Filter the lines below, copying only those with the string "smiling".

###

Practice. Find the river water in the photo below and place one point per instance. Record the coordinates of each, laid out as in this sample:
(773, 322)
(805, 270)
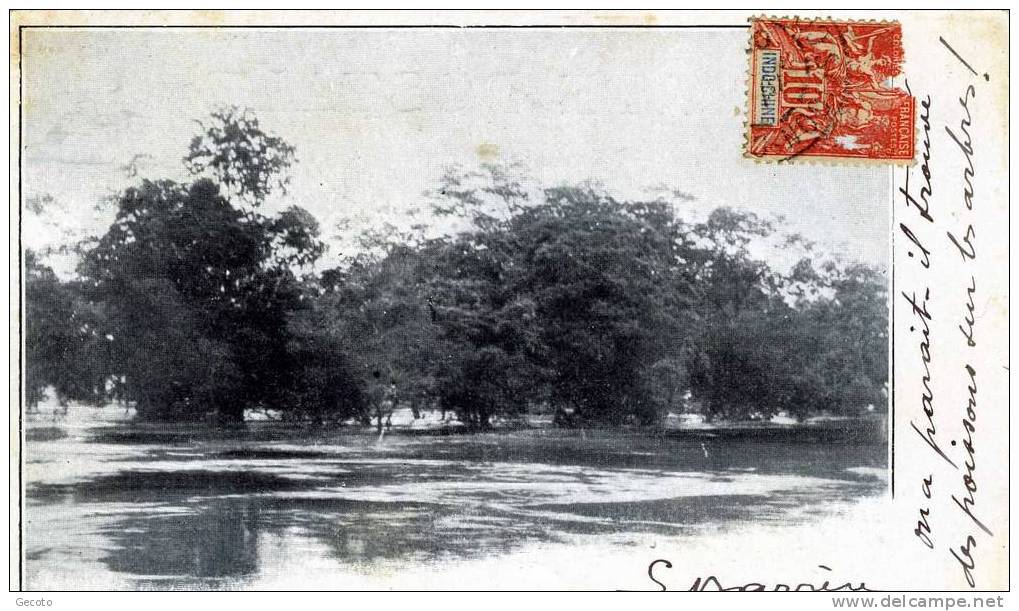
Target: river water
(115, 505)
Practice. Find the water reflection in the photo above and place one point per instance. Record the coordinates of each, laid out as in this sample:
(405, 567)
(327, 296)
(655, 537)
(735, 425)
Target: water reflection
(218, 541)
(212, 513)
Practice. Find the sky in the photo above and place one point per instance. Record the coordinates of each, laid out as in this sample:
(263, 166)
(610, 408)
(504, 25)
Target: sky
(376, 115)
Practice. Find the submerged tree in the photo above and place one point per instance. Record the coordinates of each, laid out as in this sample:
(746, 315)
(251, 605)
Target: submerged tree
(200, 289)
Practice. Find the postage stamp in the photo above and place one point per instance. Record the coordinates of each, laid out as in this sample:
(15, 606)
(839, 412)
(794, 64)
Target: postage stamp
(823, 90)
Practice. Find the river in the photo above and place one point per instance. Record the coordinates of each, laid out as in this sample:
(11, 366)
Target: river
(116, 505)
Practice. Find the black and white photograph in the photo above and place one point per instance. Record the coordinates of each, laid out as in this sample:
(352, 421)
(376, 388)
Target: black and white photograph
(432, 308)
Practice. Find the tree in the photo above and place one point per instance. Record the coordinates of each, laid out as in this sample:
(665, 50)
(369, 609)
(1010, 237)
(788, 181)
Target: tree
(199, 288)
(64, 346)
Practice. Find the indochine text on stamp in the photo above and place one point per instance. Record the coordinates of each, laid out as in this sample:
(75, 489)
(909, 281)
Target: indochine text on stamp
(823, 90)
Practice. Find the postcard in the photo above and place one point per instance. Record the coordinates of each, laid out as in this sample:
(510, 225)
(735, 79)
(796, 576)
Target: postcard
(590, 300)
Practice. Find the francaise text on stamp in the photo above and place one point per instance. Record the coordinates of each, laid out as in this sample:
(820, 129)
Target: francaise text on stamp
(823, 90)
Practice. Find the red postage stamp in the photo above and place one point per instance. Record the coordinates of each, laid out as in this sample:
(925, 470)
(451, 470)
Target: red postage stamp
(823, 90)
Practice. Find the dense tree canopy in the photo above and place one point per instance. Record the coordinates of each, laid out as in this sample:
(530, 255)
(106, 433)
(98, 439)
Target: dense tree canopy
(564, 299)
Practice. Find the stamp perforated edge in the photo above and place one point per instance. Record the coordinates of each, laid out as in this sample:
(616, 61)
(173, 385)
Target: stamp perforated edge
(807, 159)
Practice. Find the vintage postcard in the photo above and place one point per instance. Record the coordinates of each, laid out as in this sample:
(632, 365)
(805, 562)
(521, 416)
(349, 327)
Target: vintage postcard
(511, 300)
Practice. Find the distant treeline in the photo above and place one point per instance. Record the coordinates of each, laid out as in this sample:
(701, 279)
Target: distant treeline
(561, 299)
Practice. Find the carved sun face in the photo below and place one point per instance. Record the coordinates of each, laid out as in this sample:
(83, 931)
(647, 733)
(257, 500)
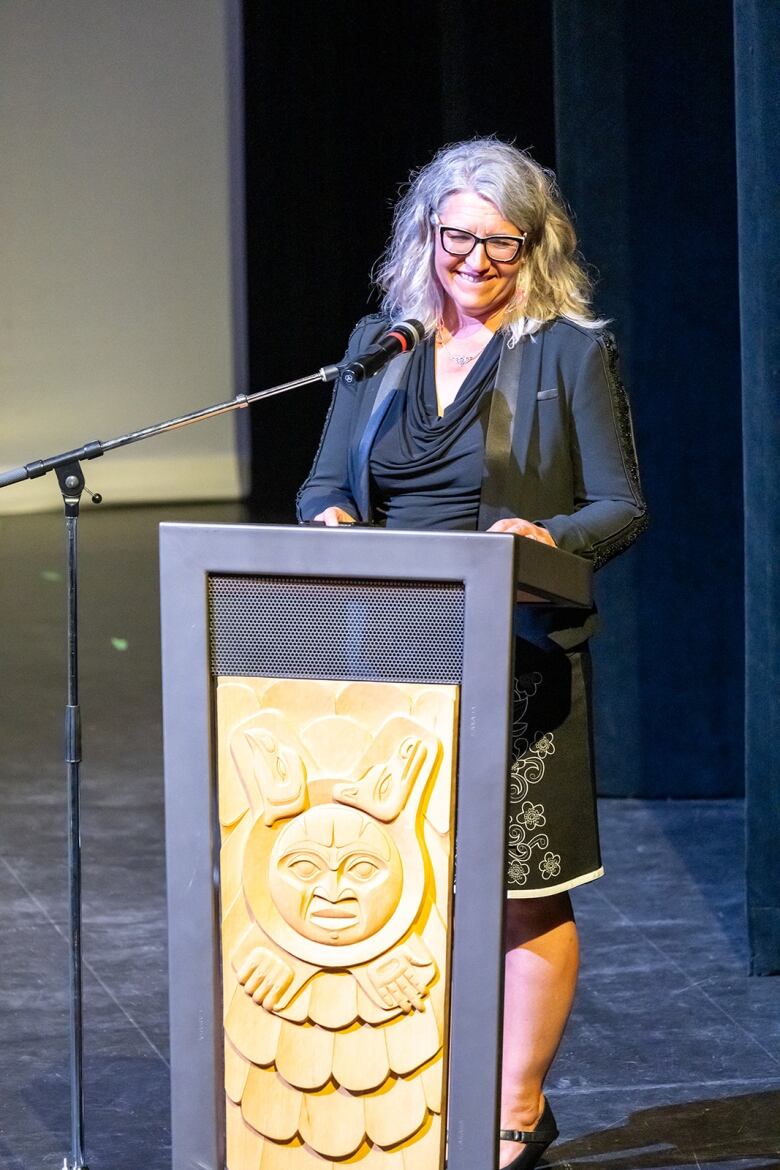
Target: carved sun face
(336, 876)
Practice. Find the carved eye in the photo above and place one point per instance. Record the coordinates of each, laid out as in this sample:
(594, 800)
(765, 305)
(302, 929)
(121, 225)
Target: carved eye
(304, 868)
(385, 785)
(363, 868)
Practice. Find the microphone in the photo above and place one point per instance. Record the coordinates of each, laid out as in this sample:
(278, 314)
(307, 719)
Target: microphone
(400, 338)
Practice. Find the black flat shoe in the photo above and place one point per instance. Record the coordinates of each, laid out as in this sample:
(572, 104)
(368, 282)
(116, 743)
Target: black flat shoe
(535, 1141)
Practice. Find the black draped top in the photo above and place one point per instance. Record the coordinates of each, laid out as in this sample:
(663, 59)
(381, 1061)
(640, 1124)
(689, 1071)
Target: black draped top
(426, 472)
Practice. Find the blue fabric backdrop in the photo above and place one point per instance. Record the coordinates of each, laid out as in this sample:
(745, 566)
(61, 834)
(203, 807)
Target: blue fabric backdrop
(644, 135)
(757, 40)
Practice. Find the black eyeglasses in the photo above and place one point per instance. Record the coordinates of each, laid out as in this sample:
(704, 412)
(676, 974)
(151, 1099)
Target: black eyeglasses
(501, 248)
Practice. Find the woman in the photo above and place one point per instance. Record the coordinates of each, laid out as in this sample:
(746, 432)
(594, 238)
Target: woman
(510, 418)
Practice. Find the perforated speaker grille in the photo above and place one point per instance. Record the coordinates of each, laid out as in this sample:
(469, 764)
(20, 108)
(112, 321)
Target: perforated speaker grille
(302, 627)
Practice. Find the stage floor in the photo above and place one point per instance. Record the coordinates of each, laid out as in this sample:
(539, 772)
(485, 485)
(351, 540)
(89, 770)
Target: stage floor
(671, 1058)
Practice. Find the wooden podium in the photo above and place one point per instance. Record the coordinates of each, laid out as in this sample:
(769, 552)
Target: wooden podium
(336, 734)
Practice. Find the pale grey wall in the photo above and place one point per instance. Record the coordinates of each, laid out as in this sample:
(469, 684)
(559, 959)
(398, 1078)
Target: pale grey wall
(121, 254)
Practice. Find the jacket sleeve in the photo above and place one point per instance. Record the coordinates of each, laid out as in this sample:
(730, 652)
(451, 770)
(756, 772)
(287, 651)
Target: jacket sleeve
(609, 510)
(328, 483)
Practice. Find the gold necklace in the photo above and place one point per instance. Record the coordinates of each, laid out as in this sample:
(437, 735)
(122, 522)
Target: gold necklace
(460, 359)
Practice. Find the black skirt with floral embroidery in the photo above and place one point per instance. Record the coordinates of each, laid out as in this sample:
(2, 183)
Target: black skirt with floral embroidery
(553, 832)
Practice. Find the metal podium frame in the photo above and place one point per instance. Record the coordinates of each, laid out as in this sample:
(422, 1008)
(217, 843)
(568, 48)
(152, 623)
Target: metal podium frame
(490, 566)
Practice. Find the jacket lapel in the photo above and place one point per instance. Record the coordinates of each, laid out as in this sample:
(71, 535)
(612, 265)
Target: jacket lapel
(506, 438)
(390, 383)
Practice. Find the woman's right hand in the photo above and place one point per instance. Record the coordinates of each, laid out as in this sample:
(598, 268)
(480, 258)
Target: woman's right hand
(335, 516)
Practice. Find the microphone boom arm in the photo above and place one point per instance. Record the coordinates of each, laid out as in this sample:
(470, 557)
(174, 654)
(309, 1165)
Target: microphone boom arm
(97, 447)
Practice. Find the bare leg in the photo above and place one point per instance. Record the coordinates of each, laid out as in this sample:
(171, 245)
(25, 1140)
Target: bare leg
(540, 977)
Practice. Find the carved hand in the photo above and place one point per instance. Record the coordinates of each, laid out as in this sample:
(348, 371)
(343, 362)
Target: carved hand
(264, 976)
(401, 977)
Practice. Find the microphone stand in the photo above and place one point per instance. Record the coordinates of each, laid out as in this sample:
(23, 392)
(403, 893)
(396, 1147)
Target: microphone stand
(70, 477)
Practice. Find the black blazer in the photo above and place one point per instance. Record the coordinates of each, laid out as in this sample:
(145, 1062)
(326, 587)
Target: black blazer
(559, 445)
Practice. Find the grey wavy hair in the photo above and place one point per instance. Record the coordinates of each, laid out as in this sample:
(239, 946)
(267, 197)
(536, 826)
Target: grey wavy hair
(551, 281)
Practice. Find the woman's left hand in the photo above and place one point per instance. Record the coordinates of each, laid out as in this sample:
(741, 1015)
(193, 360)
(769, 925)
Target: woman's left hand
(523, 528)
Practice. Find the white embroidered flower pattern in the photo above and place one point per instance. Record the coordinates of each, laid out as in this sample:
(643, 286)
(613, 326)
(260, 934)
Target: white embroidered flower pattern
(532, 816)
(550, 866)
(527, 768)
(518, 872)
(543, 745)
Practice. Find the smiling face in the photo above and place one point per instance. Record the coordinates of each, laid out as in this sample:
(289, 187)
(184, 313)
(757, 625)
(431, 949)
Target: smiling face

###

### Your response
Practice. Find the smiling face in the photo above and place one point per instance. Record the coordinates of each, laid out as in this sample:
Target: smiling face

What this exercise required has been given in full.